__GOAL OF THE EXERCISE__
When the word "drainpipe" shows up in a line of the data below, copy that whole line.

● ● ●

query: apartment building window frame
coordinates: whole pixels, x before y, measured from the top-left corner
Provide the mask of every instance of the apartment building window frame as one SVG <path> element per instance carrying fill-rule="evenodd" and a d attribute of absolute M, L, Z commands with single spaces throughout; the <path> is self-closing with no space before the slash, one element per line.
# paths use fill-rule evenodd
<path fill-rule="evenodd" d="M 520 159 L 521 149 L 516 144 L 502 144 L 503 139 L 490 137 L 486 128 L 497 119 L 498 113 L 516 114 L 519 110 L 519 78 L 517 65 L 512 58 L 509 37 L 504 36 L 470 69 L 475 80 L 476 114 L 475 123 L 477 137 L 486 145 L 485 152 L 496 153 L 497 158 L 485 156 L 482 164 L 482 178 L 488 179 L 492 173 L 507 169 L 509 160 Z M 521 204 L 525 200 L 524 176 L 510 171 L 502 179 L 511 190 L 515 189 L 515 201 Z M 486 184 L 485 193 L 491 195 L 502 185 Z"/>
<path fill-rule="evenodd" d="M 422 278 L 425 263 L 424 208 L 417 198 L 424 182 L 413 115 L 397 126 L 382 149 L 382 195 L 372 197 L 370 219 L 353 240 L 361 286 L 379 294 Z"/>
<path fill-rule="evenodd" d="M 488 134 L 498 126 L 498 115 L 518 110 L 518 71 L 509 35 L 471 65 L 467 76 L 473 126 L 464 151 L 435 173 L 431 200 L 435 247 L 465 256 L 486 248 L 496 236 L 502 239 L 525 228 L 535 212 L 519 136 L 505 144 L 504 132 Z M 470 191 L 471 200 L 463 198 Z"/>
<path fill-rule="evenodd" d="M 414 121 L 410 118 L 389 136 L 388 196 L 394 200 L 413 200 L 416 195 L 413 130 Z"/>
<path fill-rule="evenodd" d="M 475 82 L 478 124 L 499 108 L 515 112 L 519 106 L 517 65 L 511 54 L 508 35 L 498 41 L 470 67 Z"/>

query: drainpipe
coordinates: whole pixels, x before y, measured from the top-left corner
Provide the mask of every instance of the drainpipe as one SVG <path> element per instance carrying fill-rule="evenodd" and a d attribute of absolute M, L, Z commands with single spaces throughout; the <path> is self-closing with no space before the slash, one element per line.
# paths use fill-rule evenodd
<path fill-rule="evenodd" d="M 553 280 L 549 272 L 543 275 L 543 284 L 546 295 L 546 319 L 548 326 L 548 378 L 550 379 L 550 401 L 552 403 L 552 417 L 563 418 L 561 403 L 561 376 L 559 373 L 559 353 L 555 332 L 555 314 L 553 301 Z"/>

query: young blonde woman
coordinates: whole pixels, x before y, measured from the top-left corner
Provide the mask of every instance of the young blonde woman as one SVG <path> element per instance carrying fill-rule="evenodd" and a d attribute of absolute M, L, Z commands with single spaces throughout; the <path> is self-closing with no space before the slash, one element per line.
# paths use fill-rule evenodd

● ● ●

__TASK RESULT__
query: drainpipe
Provide the mask of every instance of the drainpipe as one SVG <path> element per instance carrying fill-rule="evenodd" and a d attribute of absolute M, L, Z commands with single spaces throughout; the <path> is self-closing with no space before the slash, one element per line.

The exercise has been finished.